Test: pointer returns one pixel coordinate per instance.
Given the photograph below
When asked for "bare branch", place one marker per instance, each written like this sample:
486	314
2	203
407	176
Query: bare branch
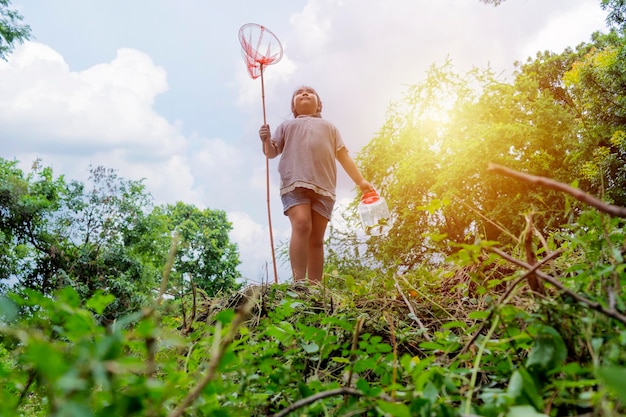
580	195
591	304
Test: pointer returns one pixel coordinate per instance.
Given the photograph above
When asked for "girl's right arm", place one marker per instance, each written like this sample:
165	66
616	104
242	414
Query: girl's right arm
269	148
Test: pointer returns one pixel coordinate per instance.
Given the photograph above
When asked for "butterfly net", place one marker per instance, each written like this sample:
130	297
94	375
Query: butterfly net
259	47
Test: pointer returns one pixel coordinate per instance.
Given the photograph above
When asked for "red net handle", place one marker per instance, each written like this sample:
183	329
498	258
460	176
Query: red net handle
259	47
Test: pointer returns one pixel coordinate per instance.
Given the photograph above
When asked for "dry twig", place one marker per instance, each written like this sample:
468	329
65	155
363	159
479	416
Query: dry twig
580	195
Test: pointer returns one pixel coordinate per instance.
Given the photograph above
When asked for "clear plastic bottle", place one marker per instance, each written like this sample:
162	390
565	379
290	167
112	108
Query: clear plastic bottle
374	214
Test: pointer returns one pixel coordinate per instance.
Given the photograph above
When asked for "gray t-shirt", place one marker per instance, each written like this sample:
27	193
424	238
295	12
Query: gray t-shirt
308	146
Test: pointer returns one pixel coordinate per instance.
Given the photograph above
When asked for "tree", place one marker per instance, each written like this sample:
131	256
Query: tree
617	12
596	84
11	30
205	256
430	160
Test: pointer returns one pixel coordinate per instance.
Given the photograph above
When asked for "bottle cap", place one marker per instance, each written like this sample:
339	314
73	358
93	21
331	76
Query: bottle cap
370	197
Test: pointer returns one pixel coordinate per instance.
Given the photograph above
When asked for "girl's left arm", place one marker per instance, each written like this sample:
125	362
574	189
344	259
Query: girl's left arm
351	169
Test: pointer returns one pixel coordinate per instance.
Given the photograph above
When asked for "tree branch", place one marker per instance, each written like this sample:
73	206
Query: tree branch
325	394
610	312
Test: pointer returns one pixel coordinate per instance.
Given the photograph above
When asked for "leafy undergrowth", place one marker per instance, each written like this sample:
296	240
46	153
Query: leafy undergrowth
468	339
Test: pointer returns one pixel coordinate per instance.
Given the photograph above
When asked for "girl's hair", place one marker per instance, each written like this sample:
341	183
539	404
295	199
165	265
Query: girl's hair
319	101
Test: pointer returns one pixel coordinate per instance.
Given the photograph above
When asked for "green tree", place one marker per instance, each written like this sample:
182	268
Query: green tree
430	160
205	256
617	12
596	84
11	29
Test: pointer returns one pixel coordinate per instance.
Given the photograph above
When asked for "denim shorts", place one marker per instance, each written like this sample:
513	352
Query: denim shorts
321	204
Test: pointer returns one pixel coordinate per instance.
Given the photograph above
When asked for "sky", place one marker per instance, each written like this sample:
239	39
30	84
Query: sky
158	89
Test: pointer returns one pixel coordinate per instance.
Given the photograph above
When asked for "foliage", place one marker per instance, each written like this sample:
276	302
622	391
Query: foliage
11	30
104	236
206	254
445	342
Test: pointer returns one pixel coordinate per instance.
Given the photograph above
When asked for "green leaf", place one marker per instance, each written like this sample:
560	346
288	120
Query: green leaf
478	315
8	310
548	353
524	411
99	301
614	379
523	391
310	347
394	409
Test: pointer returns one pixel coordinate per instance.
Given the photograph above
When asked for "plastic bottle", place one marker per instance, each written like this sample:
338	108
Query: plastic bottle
374	214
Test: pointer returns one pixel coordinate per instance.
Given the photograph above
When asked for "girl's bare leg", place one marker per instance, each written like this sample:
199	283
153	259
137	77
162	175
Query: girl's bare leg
316	247
301	226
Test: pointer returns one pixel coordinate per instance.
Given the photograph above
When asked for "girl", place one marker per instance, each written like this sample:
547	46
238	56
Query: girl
308	146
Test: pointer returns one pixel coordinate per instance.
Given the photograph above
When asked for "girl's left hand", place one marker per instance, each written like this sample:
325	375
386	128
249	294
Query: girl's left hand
365	186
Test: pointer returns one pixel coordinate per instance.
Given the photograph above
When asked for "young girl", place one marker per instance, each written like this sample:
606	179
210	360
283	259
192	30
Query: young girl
308	146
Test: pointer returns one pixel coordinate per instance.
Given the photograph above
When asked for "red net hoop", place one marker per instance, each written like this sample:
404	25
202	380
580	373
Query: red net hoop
259	47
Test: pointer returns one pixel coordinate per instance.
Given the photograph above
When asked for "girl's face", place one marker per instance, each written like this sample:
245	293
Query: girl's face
305	102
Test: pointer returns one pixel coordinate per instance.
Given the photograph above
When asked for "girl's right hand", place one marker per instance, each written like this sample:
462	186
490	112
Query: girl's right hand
264	133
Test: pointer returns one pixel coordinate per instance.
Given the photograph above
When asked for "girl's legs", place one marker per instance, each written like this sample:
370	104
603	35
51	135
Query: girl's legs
306	247
301	224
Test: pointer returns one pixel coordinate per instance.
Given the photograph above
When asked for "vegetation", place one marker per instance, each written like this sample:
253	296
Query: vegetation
11	30
499	291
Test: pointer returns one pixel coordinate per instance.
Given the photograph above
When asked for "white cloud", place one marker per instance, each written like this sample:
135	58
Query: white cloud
360	56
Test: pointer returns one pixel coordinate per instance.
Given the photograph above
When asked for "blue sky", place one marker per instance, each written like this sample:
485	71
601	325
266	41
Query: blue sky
158	89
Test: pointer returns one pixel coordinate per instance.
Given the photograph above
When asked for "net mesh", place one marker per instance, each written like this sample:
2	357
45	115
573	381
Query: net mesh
259	48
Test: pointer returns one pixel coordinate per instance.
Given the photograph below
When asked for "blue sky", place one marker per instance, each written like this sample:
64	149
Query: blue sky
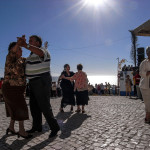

━━━━━━

_STATED TASK_. Show every line of the data above that contains the string "denim".

_TASK SOLUTION_.
When asked for "denim shorts", place one marker per instance, each written like this sample:
Query: denim shorts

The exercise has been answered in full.